[[ Document text, beginning ]]

But I want to turn to where we are right now in 2014. I think a tide is turning and there might be opportunities for a new form of TC value base to have a wider influence – hence the link to the ‘enabling society’ of our title here. We have been doing a lot of work at the Royal College of Psychiatrists since 2002, when UK TCs were probably at about their lowest ebb. With lottery money, formed a quality improvement project called ‘Community of Communities’ – and we’ve had just under a hundred members for the last twelve years. At a formal level, it works just like any other audit or even action research cycle – decide and set the practice standards together – review them – action planning – make changes – start all over again. But where it differs is the fact we insist on communities visiting each other, and being visited, each year – not for an inspection process, but for support and nurturance from like-minded people. And of course, it includes both services users on these visits, as well as staff of all seniorities.

From this, about five years ago we distilled a set of ‘core TC values’ as well as the more prosaic ‘service standards’. The service standards define what TCs need to do, and most other places don’t do, but the core values are not TC-specific at all: they are as close as we have yet got to the ‘essence’ that the WHO directive identified. And with that set of ten values we have established a different sort of quality process – what we call the ‘Enabling Environments Award’ – which is as applicable to a prison or office or school or church or business as it is to a therapy unit. It’s going down very well in the criminal justice sector – and we’ve just had a launch of it for the health sector, with endorsement by RCPsych for it as a potential solution for lack of compassion in the NHS, in the wake of the Mid-Staffordshire crisis.

Finally, a few wilder ideas on the fringes of enabling environments – which are to a wider RCPsych initiative called the ‘Positive Environments Framework’, to our tiny social enterprise called ‘Growing Better Lives’ and the Institute of Mental Health in Nottingham’s ‘Social Futures’ centre. These are just vague threads at the moment – and I have no idea if they will come together or not, but quite a lot of us are trying…

Greencare is the inclusion of nature in therapy programmes – and combined with TC-type groups which our social enterprise runs in a yurt at an environment centre between Slough and Uxbridge, they seem to be very acceptable and effective. We’re also thinking of using permaculture and transition town ideas to give it a more than just ‘group therapy plus horticulture’ by itself.

[[ Document text, end ]]
[[ Data to examine, beginning ]]

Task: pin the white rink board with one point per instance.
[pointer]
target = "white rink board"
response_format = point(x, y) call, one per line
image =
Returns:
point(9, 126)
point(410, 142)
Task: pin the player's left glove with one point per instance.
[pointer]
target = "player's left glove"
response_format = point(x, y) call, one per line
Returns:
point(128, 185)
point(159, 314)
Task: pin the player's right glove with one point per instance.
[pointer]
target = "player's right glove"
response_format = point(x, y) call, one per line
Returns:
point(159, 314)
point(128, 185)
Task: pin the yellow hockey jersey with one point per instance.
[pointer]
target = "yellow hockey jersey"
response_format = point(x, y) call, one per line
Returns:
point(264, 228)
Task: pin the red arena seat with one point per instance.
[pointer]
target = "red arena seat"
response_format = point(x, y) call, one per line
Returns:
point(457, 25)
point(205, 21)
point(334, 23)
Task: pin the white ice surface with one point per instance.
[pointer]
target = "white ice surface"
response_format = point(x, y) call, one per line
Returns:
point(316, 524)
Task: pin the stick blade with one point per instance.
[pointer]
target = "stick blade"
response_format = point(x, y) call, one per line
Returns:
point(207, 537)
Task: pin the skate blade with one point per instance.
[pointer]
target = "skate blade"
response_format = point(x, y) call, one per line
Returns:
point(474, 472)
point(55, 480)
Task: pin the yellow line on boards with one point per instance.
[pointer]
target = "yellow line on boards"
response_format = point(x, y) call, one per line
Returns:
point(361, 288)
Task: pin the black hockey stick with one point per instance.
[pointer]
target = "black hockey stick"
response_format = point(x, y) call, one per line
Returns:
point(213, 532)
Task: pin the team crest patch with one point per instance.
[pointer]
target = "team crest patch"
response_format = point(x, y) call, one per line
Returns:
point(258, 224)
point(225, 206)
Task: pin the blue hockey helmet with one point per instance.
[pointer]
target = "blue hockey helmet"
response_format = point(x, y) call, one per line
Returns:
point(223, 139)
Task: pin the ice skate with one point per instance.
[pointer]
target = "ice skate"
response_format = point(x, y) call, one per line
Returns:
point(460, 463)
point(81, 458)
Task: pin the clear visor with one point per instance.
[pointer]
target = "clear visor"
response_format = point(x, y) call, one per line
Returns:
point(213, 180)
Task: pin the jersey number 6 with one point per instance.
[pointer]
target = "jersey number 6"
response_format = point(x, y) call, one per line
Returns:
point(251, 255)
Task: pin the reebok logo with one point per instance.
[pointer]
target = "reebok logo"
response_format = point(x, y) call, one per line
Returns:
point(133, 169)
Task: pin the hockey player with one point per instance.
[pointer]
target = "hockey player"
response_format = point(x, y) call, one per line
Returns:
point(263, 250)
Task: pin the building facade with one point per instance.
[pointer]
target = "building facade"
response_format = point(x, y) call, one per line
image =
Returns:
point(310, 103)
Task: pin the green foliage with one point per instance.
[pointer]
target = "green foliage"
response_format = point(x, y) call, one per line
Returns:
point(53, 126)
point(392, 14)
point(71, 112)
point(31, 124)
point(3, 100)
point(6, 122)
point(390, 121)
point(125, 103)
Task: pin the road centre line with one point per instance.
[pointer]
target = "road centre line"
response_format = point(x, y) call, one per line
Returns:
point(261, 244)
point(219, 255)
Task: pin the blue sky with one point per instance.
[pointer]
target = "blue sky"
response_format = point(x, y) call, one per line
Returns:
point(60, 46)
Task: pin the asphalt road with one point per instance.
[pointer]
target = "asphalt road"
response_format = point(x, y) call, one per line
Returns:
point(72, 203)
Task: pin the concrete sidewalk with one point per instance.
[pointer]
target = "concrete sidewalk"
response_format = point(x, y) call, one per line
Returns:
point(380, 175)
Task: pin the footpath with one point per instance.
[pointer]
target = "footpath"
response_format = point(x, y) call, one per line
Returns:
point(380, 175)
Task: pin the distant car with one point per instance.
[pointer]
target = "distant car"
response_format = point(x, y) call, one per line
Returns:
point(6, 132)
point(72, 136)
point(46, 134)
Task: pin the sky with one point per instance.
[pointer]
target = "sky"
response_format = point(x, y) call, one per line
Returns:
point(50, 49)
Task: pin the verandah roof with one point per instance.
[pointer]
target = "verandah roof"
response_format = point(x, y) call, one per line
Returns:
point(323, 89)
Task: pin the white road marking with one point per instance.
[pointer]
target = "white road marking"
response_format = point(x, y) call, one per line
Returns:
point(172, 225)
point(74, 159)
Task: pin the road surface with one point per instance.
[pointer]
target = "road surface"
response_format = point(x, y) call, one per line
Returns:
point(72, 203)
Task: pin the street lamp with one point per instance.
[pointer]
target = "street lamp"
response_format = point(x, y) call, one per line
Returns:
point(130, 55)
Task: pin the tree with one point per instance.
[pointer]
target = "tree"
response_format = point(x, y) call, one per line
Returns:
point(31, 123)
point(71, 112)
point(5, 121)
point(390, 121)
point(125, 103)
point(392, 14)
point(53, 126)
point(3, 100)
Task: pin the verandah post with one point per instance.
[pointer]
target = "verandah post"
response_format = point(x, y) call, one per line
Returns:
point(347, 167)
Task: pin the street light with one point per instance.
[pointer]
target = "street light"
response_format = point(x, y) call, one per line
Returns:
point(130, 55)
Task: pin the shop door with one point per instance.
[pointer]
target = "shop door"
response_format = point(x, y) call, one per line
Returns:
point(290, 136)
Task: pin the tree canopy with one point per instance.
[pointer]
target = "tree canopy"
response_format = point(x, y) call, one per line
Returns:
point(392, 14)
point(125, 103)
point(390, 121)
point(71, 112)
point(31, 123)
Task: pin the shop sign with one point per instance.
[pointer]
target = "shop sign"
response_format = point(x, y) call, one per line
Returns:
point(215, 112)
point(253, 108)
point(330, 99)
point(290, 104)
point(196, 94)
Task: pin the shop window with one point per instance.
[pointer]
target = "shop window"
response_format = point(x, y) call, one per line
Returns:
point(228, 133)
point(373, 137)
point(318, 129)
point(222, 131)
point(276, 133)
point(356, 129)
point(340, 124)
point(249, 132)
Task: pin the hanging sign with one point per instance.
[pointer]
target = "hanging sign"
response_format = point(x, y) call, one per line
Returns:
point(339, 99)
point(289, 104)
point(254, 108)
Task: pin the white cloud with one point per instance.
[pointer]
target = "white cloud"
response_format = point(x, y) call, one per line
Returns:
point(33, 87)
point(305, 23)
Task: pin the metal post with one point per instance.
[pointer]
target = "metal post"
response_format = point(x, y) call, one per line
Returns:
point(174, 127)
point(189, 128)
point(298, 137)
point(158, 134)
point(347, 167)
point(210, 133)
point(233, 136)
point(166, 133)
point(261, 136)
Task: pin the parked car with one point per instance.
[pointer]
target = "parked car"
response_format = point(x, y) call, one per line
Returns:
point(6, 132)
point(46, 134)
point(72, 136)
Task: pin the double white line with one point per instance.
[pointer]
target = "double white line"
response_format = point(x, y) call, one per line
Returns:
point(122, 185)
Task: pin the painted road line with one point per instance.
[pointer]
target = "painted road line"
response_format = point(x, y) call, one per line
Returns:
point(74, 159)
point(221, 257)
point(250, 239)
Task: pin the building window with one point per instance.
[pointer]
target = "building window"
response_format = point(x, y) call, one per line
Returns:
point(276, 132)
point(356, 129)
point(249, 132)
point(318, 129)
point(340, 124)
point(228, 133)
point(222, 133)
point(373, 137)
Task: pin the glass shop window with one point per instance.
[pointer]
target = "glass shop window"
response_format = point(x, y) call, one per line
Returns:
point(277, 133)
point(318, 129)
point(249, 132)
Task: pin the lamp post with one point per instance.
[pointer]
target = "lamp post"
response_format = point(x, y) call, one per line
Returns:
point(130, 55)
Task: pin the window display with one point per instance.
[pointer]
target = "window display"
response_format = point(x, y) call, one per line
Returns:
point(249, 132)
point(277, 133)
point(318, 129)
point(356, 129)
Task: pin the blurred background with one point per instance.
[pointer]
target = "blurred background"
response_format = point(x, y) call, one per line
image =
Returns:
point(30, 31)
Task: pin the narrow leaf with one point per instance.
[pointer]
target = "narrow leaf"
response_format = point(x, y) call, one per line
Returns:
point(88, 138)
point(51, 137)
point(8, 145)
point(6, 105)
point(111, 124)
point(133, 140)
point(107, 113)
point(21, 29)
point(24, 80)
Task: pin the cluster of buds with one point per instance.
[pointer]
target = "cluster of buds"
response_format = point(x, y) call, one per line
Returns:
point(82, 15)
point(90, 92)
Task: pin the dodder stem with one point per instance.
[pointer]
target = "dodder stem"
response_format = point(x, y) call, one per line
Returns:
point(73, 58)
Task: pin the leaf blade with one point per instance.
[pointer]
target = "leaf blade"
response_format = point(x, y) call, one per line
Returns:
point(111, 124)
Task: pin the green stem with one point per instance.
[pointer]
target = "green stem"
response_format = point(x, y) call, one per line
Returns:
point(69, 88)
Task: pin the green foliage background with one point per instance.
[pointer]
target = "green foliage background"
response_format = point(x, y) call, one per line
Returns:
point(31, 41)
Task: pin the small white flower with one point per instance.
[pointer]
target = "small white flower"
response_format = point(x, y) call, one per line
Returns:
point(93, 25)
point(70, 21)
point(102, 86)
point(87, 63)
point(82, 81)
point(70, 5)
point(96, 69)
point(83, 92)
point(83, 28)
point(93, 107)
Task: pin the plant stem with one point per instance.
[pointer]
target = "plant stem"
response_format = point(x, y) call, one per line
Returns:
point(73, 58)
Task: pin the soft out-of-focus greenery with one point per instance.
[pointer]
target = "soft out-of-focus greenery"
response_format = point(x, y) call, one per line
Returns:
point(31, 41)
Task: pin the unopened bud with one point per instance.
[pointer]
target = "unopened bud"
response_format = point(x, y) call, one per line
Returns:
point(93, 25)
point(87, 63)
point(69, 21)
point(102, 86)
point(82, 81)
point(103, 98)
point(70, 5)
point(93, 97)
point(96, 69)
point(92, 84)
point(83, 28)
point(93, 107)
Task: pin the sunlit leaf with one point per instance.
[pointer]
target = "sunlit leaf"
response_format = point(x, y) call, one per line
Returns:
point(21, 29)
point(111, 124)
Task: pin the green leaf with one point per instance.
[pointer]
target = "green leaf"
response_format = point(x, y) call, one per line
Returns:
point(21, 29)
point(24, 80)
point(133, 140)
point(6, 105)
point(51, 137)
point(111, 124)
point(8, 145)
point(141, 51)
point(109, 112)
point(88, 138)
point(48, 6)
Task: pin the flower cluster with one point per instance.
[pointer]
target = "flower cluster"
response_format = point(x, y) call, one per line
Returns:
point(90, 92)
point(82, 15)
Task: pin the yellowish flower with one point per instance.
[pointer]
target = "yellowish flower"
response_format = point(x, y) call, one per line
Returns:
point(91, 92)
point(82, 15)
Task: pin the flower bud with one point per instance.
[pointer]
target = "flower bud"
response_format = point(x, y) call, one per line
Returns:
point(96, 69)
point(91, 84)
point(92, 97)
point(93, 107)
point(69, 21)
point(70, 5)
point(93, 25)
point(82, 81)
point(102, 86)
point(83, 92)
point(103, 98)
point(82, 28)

[[ Data to examine, end ]]

## Questions to answer
A. In the passage on therapeutic communities, which settings are named as places where the Enabling Environments Award applies?
B. Carry the passage on therapeutic communities forward from the point where it ends.

## Responses by item number
A. A prison, an office, a school, a church, a business, and a therapy unit.

B.
A psychiatrist colleague in Columbia, Alberto Ferguson, is in his seventies and has run TCs all his life. He has experienced a similar TC trajectory to what has happened in this country: first residential, then day units, then without dedicated premises. To me this shows that ‘the TC in the head’ matters more than the TC in the building – and in his small town near Bogota there is a widespread understanding of TC-type social cohesion. Ex-patients now run groups there to bring together families and individuals involved in the drug conflicts, to make reparation and have the different factions come to some understanding of each other.


So, to finish off, and take these ideas back to our 2-hour per week TC in Slough. The phrase a few of us are putting about – perhaps a bit mischievously, but only half tongue in cheek – is ‘Slough as a Therapeutic Transition Town’. Instead of the ‘TC’ being seen as the two hour group we run every Tuesday, that is just one hub for all the other therapeutic things people can plug into: from mindfulness and psychoeducation groups run by the NHS psychologists, to a very successful mental health choir, to greencare in our yurt, local sports for health groups, a therapeutic digital photography group with Arts Council funding. People’s experience is then of the whole range of activities - delivered by all sorts of different organisation – as being THE therapeutic community. Yes, I am talking about poor old Slough – if you believe that is possible, you’ll believe anything. But we’re going to try!